同理,用户设备105可以为如图1中所示的手机,也可以为其他电子设备,本实施例不做限定。
值得说明地是,上述示例只是示范性地说明,本实施例直播可能适用的应用场景,而不能理解为对场景的限定。
根据直播时,主播与直播设备之间的距离可以分为两种场景,一种场景为远场场景,另一种场景为近场场景。
其中,远场场景是指主播与直播设备之间的距离相对较远的直播的场景,近场场景是指主播与直播设备之间的距离相对较近的直播的场景。
例如,当主播跳舞环节时,更加适用于远场场景的直播,以便观看直播的观众可以看到主播的完整的舞姿,满足观众的观看体验。而当主播跳舞完毕,进入与观众的互动环节时,更加适用于近场场景的直播,以便拉近主播与观众之间的距离,使得互动的效果更强,满足观众的互动体验。
=======
设定任务:
**a.** 请以条目形式精简改写所给文段中以"例如,当主播跳舞环节时"开头的段落，保留其主要信息。
**b.** 将所给文段中的这句话译成英文:"其中，远场场景是指主播与直播设备之间的距离相对较远的直播的场景，近场场景是指主播与直播设备之间的距离相对较近的直播的场景。"
作答时仅可依据所给文段。

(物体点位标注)
=======
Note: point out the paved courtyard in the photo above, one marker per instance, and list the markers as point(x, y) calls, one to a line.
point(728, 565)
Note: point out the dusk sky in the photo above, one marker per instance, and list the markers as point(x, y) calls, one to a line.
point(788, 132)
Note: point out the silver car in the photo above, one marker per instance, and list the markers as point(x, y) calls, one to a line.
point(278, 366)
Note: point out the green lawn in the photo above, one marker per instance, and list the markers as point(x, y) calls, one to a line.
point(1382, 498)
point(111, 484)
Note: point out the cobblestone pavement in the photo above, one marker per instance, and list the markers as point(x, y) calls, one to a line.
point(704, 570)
=======
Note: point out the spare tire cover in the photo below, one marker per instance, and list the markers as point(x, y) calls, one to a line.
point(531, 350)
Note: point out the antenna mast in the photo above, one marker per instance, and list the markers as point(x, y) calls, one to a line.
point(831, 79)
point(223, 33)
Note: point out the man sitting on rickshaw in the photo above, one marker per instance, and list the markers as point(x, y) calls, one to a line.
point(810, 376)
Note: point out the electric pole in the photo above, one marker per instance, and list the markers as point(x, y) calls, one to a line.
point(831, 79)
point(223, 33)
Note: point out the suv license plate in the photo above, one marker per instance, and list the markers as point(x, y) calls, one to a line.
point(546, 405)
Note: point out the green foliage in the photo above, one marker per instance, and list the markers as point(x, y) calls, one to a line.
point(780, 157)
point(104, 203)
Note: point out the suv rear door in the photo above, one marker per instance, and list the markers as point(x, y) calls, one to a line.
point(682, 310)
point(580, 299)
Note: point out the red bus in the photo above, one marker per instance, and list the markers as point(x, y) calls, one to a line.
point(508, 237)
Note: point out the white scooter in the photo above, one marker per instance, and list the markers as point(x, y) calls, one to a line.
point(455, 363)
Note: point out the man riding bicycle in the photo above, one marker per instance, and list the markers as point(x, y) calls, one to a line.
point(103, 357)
=======
参考答案:
**a.**
- 主播跳舞环节：更适合远场场景直播，使观众能看到主播完整的舞姿，满足观看体验。
- 跳舞完毕、进入与观众的互动环节：更适合近场场景直播，拉近主播与观众的距离，增强互动效果，满足互动体验。

**b.** Of these, a far-field scene refers to a live-streaming scene in which the distance between the streamer and the live-streaming device is relatively far, and a near-field scene refers to a live-streaming scene in which the distance between the streamer and the live-streaming device is relatively close.